# Wimbledon loses ranking status



## matticus (21 May 2022)

... due to banning russian and Belarus players.
Could be the start of quite a bunfight .


----------



## sheddy (21 May 2022)

Was Uncle Bulgaria in any way to blame ?


----------



## Cycleops (21 May 2022)

Maybe not as big a bunfight as that in Ukraine.
Some people just don't have any respect for Russia or their soldiers:


----------



## Chromatic (21 May 2022)

The WTA and ATP being useful idiots.


----------



## Time Waster (22 May 2022)

I can see the reasoning behind it but it's not right IMHO.

Wimbledon will still be one of the 4 biggest tennis competitions for players irrespective of ranking points. So does it matter?


----------



## Arrowfoot (22 May 2022)

One of the rare occasions, an event/location carries higher status and profile than the ranking system. It is the oldest tennis tournament in the World, 145 years old.
....
**Written task 1:** In the listing, reproduce verbatim the lines from the one containing "Each instance of the short" through the one containing "List the outlines of the short dark hair.", including both of those lines.
The listing that comes next is unrelated to the forum thread about Wimbledon.

**Materials provided:**
....
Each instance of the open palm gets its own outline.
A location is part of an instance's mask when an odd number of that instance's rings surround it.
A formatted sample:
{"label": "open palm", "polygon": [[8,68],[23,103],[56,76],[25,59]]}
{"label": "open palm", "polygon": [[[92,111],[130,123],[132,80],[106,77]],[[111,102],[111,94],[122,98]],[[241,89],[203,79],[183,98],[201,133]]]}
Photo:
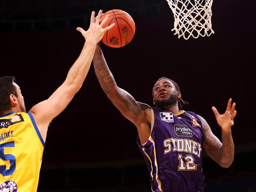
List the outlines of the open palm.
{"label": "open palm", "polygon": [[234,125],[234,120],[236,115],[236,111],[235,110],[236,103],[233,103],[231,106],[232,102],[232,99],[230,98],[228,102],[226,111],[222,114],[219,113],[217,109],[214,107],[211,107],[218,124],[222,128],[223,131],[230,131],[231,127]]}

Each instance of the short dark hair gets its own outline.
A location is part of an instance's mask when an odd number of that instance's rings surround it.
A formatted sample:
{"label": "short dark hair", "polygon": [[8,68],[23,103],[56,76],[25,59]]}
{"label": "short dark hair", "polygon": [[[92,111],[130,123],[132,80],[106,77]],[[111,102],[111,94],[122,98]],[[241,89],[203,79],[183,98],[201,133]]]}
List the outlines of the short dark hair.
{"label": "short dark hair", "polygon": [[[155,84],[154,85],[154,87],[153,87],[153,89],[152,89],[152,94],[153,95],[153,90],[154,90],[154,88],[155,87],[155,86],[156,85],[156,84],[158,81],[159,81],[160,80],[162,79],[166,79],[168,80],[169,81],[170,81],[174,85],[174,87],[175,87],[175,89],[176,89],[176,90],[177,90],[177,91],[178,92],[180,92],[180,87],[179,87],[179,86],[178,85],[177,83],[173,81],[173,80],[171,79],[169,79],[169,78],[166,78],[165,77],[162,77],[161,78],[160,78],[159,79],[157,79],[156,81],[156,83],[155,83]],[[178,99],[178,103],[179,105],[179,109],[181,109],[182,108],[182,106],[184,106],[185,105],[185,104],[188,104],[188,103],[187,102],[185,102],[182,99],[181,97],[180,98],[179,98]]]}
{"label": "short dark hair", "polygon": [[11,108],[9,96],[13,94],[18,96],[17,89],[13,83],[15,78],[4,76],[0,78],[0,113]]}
....
**Written task 2:** Write the next part of the forum thread about Wimbledon losing its ranking status, picking up after its final post.

**Expected output 1:**
Each instance of the short dark hair gets its own outline.
A location is part of an instance's mask when an odd number of that instance's rings surround it.
A formatted sample:
{"label": "short dark hair", "polygon": [[8,68],[23,103],[56,76],[25,59]]}
{"label": "short dark hair", "polygon": [[[92,111],[130,123],[132,80],[106,77]],[[111,102],[111,94],[122,98]],[[241,89],[203,79],[183,98],[201,133]]]}
List the outlines of the short dark hair.

**Expected output 2:**
It like saying that climbing Mt Everest will ignored in the Mountaineering World because the Nepalese had a fit.


----------



## twentysix by twentyfive (22 May 2022)

Wonder what the legal situation is? Has Parliament/Government included these folks in "sanctions" in which case the LTA are fire proof presumably? Or is there an opening for Discrimination action? Just some random thunking and open questions. Not intended as an opening for NACA enthusiasts........


----------



## Cycleops (22 May 2022)

twentysix by twentyfive said:


> Wonder what the legal situation is? Has Parliament/Government included these folks in "sanctions" in which case the LTA are fire proof presumably? Or is there an opening for Discrimination action? Just some random thunking and open questions. Not intended as an opening for NACA enthusiasts........


Yeah, gotta be careful otherwise the Russians might start nuking us.


----------



## Smokin Joe (22 May 2022)

I can understand why Russian international teams are banned from sports events, but I don't think it is fair to ban individuals from competing. They are playing for themselves and not as representatives of their nation.


----------



## Rusty Nails (22 May 2022)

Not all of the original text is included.